### [Description of the task]
Extend the passage below on Texas utilities and smart meter software, starting after its last sentence.

### [Text provided]
Content starts

There is something else they hadn’t done in Texas that they haven’t done almost anywhere in the US, which could have enormously helped. In 2009, the Federal government, as part of the TARP stimulus gave billions of dollars for residential SMART meters to be installed. The objective was that the utilities could get remote access and customers could monitor their energy consumption in real-time. A lot of the utilities did install smart meters, but what they did NOT do was spend a little extra to install the software that will actually make those meters of any real use.

So, in an emergency, with the appropriate software the utilities would be able to disconnect AND re-connect on a rolling basis a percentage of homes, so that no homes would have been without power for more than maybe 6 hours. Instead without smart meter software in place, they had to use old technology based on pagers to disconnect large areas in bulk, prioritizing power for entire blocks that encompassed things like a hospital or a police station, but leaving areas without power for days, so people had to burn their furniture to keep warm, and their pipes burst causing real suffering.

Content ends

### [Dataset entries]

Content starts

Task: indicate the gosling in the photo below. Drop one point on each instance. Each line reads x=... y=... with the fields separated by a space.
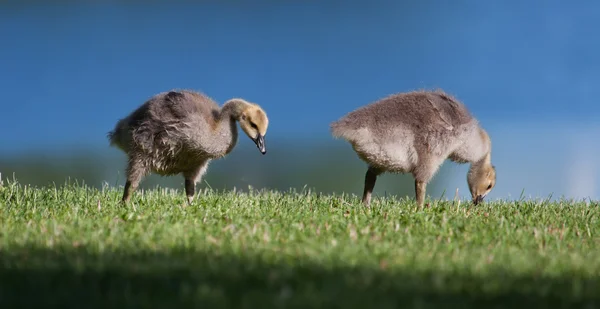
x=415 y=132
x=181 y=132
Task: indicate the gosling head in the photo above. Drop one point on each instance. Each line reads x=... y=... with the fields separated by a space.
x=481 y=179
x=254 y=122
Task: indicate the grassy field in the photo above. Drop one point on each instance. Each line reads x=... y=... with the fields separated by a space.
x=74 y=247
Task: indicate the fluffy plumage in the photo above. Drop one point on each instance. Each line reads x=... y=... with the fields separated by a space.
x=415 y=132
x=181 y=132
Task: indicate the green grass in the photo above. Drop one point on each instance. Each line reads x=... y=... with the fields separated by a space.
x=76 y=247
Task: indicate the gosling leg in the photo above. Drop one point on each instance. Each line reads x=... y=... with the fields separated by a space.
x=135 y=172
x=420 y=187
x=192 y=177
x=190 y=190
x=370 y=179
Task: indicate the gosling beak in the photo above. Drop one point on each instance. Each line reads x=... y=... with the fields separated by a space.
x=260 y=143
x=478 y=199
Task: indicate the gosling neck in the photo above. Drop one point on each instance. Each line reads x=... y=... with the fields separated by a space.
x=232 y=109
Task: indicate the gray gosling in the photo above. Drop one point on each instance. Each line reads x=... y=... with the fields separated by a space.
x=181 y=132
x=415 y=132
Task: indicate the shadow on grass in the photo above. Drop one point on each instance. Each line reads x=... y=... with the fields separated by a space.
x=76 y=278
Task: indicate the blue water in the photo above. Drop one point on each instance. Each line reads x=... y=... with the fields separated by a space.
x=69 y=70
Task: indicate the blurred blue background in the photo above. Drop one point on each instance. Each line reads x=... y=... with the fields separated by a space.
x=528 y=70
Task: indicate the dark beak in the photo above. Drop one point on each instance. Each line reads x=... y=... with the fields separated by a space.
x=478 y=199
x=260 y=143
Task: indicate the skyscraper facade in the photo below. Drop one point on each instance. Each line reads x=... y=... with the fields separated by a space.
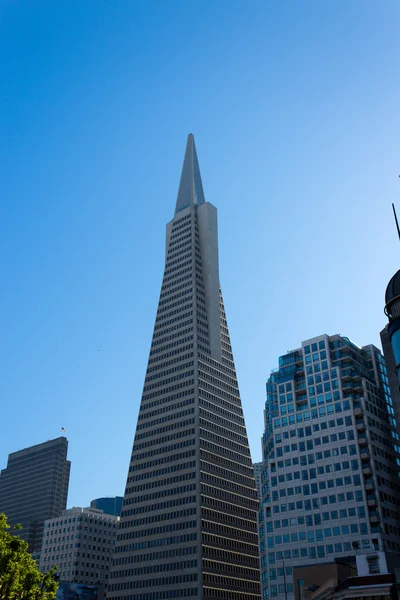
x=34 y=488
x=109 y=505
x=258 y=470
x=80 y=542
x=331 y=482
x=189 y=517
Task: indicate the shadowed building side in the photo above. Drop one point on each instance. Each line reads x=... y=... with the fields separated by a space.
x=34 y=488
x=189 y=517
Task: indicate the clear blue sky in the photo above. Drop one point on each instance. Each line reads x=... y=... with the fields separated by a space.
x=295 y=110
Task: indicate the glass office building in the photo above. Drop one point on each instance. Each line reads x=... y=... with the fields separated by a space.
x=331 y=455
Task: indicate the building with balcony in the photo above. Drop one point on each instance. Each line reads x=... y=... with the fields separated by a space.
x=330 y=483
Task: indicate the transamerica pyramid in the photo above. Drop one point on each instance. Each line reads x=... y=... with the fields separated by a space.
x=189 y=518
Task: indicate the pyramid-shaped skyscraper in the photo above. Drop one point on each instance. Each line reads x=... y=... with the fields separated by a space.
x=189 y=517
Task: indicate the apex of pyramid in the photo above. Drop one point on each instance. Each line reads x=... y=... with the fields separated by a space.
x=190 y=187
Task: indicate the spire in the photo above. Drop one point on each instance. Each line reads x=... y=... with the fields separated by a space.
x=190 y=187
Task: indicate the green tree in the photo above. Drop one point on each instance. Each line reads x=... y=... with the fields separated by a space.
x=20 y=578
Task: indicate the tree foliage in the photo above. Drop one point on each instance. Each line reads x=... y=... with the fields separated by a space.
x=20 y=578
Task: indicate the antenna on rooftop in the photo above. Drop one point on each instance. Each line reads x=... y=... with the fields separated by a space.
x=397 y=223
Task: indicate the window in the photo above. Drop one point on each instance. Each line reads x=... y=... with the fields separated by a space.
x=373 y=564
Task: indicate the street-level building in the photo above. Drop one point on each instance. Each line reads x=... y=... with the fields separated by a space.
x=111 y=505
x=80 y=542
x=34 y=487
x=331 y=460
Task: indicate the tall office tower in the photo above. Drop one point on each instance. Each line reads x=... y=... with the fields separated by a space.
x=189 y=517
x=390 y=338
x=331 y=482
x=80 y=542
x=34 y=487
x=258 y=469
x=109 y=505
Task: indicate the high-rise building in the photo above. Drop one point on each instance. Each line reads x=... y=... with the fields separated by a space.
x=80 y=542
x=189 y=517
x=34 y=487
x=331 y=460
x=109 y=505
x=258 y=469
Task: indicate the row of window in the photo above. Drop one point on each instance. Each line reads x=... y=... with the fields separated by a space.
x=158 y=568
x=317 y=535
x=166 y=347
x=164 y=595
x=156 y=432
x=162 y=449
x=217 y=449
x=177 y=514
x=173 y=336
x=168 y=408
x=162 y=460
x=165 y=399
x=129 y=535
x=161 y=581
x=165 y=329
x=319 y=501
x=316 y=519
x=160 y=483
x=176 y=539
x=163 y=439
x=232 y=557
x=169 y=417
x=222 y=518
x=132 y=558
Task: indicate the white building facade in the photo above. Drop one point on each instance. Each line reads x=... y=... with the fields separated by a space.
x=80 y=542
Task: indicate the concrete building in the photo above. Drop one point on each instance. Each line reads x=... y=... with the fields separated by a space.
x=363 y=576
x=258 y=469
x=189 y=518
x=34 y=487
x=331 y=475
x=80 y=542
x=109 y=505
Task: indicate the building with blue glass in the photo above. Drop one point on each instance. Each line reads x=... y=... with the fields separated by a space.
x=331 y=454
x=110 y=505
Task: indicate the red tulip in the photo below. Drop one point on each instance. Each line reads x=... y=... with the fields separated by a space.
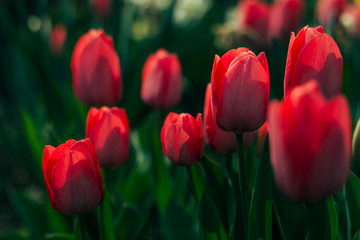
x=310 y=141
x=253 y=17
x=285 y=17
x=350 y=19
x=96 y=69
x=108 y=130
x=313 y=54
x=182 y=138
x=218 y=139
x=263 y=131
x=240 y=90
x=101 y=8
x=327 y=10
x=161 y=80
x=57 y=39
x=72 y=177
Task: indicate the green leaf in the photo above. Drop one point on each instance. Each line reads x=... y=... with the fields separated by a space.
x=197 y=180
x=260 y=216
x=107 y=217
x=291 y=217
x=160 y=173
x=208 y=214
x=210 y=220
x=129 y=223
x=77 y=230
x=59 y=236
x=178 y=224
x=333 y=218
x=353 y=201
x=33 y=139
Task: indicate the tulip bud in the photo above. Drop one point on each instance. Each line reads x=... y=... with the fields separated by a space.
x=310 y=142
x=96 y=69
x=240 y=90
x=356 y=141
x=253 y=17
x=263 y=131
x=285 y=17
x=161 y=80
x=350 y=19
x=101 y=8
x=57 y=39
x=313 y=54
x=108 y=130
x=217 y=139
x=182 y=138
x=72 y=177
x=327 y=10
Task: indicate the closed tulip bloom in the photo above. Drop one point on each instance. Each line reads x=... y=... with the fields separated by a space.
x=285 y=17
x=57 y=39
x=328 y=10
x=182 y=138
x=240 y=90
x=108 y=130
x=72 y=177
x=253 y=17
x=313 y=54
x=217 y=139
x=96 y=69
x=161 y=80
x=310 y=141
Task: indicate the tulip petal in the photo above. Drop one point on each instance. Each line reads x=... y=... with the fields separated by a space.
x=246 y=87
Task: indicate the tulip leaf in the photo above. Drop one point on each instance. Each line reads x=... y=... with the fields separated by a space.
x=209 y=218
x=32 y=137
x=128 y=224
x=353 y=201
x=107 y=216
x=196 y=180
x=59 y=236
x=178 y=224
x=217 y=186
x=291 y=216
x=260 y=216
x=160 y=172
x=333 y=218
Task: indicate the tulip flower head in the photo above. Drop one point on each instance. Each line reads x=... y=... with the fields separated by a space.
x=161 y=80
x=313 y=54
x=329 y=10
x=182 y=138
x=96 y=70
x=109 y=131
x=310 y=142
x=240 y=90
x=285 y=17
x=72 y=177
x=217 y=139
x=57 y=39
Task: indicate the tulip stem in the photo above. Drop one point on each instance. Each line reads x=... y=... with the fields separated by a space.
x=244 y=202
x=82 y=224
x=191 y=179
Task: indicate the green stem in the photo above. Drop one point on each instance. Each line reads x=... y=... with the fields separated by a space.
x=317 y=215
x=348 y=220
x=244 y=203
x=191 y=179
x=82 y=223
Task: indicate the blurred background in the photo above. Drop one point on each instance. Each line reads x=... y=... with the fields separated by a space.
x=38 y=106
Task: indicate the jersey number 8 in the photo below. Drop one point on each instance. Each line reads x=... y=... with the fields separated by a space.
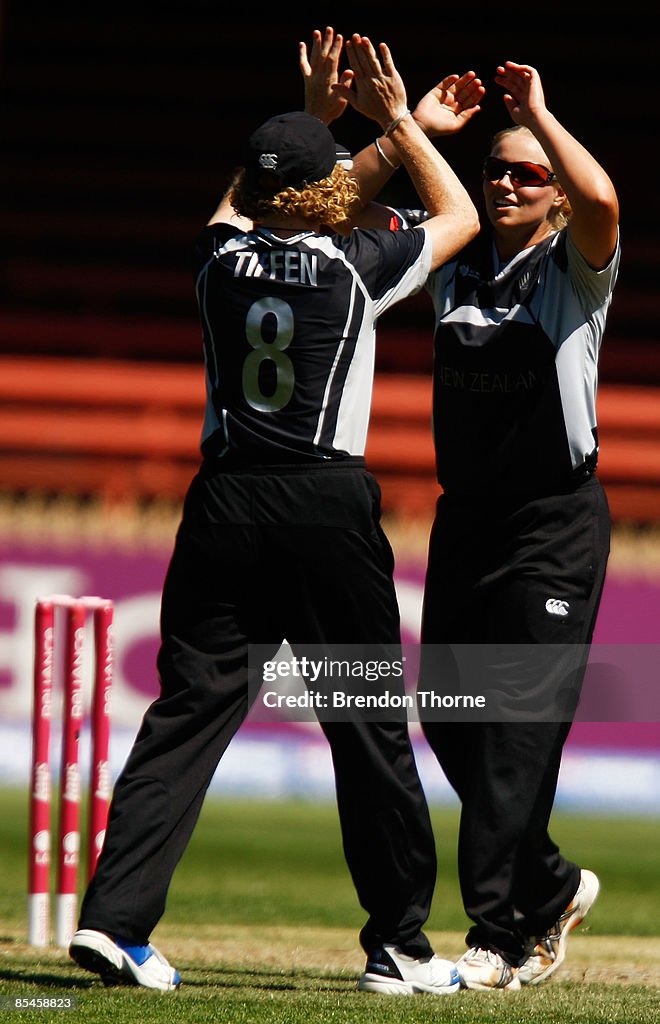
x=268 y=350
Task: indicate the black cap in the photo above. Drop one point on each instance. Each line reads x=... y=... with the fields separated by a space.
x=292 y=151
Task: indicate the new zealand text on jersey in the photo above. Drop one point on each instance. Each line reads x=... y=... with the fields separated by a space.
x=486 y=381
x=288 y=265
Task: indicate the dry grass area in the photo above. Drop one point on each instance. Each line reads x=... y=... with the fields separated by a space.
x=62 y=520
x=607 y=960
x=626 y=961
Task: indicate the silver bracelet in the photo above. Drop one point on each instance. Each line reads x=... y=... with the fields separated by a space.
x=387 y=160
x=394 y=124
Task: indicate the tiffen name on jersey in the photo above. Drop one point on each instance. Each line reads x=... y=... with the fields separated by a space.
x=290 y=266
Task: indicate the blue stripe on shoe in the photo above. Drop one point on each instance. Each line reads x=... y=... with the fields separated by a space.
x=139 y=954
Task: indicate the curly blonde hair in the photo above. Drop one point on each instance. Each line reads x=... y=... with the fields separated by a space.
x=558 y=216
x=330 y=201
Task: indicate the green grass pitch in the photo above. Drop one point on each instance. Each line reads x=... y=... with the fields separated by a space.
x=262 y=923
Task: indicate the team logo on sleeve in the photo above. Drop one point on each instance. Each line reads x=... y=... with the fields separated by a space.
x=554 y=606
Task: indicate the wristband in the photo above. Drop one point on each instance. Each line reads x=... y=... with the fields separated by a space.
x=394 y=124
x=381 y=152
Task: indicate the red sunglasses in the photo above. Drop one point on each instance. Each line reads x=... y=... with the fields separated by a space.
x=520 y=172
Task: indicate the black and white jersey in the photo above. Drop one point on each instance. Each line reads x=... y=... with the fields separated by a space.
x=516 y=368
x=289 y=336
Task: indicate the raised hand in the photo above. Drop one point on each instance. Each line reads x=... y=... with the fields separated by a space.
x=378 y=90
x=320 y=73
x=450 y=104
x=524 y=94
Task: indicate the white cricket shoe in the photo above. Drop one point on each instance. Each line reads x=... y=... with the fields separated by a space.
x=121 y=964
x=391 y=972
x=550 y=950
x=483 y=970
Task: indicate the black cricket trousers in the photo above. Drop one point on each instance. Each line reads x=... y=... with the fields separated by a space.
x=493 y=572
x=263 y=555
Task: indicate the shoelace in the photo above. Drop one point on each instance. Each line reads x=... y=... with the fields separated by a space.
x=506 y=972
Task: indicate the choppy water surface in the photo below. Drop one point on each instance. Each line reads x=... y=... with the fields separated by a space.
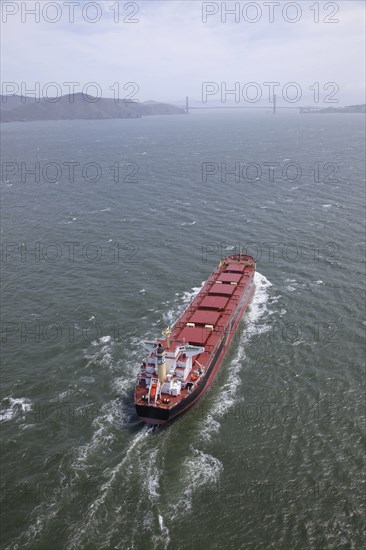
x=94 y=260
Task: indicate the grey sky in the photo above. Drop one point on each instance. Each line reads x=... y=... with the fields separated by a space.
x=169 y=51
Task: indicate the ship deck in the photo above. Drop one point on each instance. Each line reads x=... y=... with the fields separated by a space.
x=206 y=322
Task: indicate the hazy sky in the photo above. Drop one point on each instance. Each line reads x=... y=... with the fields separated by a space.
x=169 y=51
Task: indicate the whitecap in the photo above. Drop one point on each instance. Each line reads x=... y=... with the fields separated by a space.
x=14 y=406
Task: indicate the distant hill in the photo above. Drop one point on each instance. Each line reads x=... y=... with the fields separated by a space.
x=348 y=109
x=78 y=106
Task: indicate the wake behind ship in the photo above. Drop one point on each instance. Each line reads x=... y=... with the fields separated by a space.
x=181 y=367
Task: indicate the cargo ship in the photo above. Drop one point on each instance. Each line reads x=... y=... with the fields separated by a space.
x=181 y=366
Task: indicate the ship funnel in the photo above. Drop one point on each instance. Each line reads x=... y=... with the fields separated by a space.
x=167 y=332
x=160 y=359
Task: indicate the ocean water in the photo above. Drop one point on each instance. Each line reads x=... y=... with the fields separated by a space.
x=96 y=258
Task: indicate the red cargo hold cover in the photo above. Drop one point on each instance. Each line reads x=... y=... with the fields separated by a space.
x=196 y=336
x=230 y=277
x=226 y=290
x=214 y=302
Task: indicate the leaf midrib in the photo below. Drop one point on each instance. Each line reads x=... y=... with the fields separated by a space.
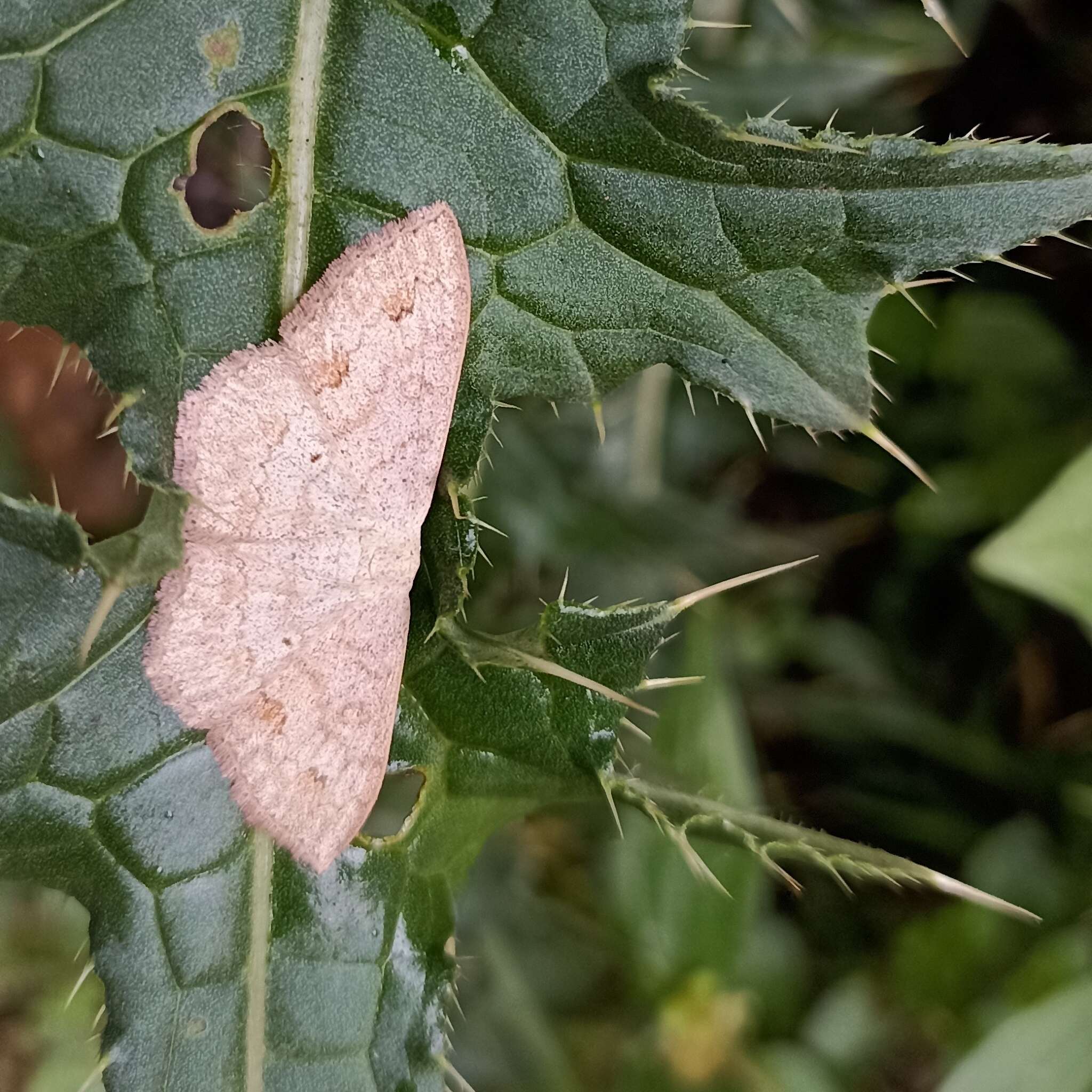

Content ends

### [Final answer]
Having your power cut for six hours is an inconvenience, having it cut for days is a disaster. It looks like it could have easily been avoided if the software had been installed.

Yep, totally.

And, it’s not just the power system to blame. The building industry is subject to similar market forces and cuts every corner to produce cheaper housing, RATHER than producing something MORE resilient to climate change for e.g. building to Energy Star standards. In Texas, building codes are also laxly enforced.   

The crux of the matter is the biggest blame for this debacle comes down to a lack of government oversight. Being anti-regulatory has become a religion for some people.

So, if your friends and family are getting their “news” from FOX, please try to wean them off it. At this point, their rhetoric on this issue is downright dangerous.

Lies propagated by our elected officials

Some elected officials, mostly Republicans still refuse to engage with the reality of this crisis, either because they are in the pockets of the fossil fuel industry OR because they are stuck, trapped by their own base who have drunk the cool aid (Fox News!!), and are now in a perpetual state of fear of being primaried.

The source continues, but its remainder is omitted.